EXTRACT PROVIDED:
# # # #

The additional funds will be distributed to the Brain and Spinal Injury Trust Commission.

State Rep. Kevin Tanner, R-Dawsonville, in his freshman session as a member of the Georgia General Assembly, was the primary author and sponsor of House Bill 870 and House Resolution 1183 during the past legislative session.

"This has been a good learning experience, not only to pass the legislation but to be a part of the Constitutional Amendment process," he said. "It's been a great honor to be the author of one of the only two Constitutional Amendments on the ballot over the past two years."

The resolution passed overwhelmingly in both houses and then by a margin of nearly 70 percent on the Nov. 4 statewide ballot.

"I was pleased with the outcome of the vote and pleased that the amendment passed," Tanner said. "I'm looking forward to seeing the results as the Brain and Spinal Injury Trust Commission will be able to assist many more deserving individuals."

Tanner said initial conversations that led to the passage began when he was made aware of the number of DUI charges that had in recent years been pleaded down to reckless driving convictions.

"This was a way to deter prosecutors from pleading down so many. The root of the issue is that reckless driving is also causing these injuries," he said.

Funding from surcharges for DUI convictions is down about 25 percent from 41,000 in 2008 to 29,000 in 2013, according to Craig Young, spokesman for the commission.

"The commission receives no tax dollars and its only funding currently comes from a DUI conviction surcharge," he said.

# # # #

WHAT THIS EXERCISE ASKS:
1. According to the news report on the amendment, what is the Brain and Spinal Injury Trust Commission's only current source of funding?
2. Reproduce the part of the news report starting with "Funding from surcharges" and going on through "for the commission.".

SUPPLIED INFORMATION:
# # # #

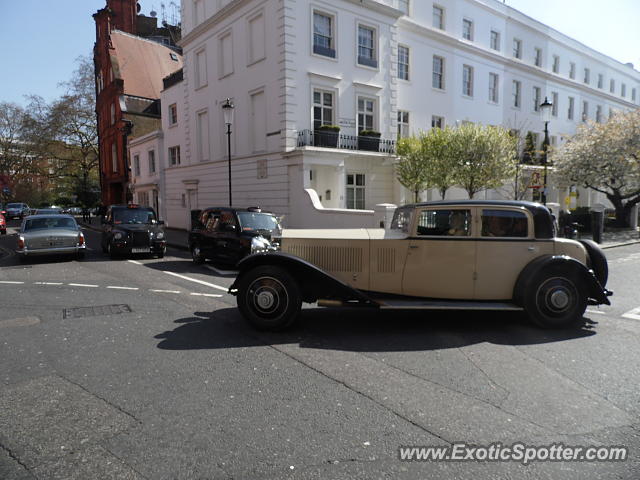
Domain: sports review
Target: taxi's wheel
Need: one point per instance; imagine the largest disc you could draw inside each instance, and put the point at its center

# # # #

RESPONSES TO THE TASKS:
1. A surcharge on DUI convictions.

2.
Funding from surcharges for DUI convictions is down about 25 percent from 41,000 in 2008 to 29,000 in 2013, according to Craig Young, spokesman for the commission.